(Exercise prompt)
Copy word for word the part of the meeting scheduling text starting with "6. Meetings occur" and going on through "to Pascal’s triangle).".

##### Document #####

Each meeting slot is represented as block (lasts arbitrary number of hours, mostly form 1 to 4). For conducting every block required are: pair of departmetns, room, time-slot. It is also know in advance which groups attend which class and all rooms are the same size.

Input data all departments names, room names and time-slots.
Output data are rooms and timeslots for pair of departments in a time-schedule.

Constraints:

1. Resources can not overlap time-wise
• No department can hold two meetings at the same time

• No department can be present in two rooms at the same time

• No rooms can receive two meetings at the same time
2. Note: If the resource is busy at the moment `T1` and the class lasts `t1`, then the resource can only be re-occupied at the moment `T2 = T1 + t1`.
3. All time slots and rooms should be fully utilized.
4. Each time slot and room hosts a meeting between a pair of departments.
5. Every possible pair from the departments must appear in the timetable.
6. Meetings occur concurrently in all rooms, with no department present in the same time slot in two different rooms.

Formula of all combinations of departments with two pairs and without repeatition and no order is:

C(n, k) = n!/( k! * (n – k)! ) (similar to Pascal’s triangle).

##### Recorded data #####

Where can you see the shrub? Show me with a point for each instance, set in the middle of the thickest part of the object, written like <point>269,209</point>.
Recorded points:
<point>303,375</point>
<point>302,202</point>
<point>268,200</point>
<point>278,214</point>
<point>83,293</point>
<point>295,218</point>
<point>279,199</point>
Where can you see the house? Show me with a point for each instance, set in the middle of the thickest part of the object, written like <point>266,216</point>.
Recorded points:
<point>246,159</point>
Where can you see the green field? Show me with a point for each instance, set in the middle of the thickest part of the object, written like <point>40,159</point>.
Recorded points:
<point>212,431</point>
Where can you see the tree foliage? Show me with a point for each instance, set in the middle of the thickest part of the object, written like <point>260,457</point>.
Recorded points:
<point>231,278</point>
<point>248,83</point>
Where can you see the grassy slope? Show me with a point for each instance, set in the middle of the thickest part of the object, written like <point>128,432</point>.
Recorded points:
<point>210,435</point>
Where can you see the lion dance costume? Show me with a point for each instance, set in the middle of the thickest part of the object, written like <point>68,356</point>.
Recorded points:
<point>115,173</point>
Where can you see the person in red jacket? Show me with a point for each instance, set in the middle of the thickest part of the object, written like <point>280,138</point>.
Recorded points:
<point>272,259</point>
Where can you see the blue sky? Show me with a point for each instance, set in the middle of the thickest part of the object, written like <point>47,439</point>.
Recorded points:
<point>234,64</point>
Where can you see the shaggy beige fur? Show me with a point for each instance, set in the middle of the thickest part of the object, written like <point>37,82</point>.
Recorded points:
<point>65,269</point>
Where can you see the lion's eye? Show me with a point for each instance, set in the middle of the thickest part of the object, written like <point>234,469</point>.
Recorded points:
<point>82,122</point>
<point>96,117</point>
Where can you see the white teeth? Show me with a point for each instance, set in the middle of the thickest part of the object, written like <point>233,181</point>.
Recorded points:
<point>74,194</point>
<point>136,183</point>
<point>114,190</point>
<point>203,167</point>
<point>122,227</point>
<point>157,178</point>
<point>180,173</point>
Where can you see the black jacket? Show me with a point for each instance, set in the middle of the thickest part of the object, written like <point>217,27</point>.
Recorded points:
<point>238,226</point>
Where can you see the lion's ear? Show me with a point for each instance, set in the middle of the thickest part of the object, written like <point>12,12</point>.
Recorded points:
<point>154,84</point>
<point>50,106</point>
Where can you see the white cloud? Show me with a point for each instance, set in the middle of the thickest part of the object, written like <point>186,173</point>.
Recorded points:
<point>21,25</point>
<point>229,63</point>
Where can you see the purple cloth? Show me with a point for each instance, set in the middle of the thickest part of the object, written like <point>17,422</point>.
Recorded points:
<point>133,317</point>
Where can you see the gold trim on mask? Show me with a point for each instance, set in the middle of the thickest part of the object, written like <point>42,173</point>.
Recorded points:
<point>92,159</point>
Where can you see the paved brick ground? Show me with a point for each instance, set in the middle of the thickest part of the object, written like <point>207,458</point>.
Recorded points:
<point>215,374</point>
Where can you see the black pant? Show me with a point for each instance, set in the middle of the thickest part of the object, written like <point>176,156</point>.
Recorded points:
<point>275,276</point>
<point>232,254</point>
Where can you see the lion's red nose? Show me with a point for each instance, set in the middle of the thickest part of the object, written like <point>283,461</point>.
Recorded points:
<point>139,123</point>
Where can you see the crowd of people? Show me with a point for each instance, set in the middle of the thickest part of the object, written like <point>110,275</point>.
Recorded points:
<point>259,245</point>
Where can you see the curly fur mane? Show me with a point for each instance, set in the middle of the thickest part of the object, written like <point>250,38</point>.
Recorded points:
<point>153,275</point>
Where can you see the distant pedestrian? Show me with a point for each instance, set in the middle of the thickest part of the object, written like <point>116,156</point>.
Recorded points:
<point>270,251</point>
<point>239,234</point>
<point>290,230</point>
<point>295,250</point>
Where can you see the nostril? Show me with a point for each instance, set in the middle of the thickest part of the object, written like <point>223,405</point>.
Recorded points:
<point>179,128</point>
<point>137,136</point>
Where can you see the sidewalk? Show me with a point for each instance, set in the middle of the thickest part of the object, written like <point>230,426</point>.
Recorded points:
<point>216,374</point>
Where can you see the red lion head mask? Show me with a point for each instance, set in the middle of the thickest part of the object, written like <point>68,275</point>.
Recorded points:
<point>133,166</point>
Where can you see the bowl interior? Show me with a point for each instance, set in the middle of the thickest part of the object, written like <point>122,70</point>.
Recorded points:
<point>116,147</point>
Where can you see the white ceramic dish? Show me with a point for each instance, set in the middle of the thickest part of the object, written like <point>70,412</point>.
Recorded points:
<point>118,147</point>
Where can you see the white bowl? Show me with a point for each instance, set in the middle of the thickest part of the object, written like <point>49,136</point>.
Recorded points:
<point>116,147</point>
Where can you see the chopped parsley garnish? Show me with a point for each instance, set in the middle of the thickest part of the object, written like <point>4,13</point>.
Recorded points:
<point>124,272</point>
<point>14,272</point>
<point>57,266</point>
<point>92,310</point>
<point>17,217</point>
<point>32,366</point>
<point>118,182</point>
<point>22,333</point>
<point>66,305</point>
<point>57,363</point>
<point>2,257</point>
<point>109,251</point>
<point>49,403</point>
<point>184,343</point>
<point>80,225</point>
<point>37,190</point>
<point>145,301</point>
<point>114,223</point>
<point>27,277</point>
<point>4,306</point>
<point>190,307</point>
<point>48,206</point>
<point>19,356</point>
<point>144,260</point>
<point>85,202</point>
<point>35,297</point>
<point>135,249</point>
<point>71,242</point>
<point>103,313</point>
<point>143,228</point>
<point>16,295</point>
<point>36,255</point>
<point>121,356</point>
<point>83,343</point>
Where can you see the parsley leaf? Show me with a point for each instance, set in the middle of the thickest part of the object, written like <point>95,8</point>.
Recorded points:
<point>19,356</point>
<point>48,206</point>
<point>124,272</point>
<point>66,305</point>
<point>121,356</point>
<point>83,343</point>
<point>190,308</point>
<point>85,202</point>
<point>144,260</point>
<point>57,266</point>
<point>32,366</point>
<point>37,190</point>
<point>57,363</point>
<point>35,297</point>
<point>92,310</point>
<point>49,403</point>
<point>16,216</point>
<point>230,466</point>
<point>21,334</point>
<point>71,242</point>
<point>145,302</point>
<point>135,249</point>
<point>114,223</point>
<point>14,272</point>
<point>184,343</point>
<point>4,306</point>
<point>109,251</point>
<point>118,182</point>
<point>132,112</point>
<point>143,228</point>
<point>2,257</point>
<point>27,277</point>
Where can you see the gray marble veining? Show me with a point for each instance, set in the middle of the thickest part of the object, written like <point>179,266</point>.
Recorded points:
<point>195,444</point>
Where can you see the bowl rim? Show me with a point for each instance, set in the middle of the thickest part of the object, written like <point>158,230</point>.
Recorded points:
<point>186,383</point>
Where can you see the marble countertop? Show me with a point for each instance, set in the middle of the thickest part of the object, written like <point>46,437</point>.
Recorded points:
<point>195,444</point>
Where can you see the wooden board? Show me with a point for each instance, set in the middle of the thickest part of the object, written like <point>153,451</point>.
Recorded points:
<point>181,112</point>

#####

(Response)
6. Meetings occur concurrently in all rooms, with no department present in the same time slot in two different rooms.

Formula of all combinations of departments with two pairs and without repeatition and no order is:

C(n, k) = n!/( k! * (n – k)! ) (similar to Pascal’s triangle).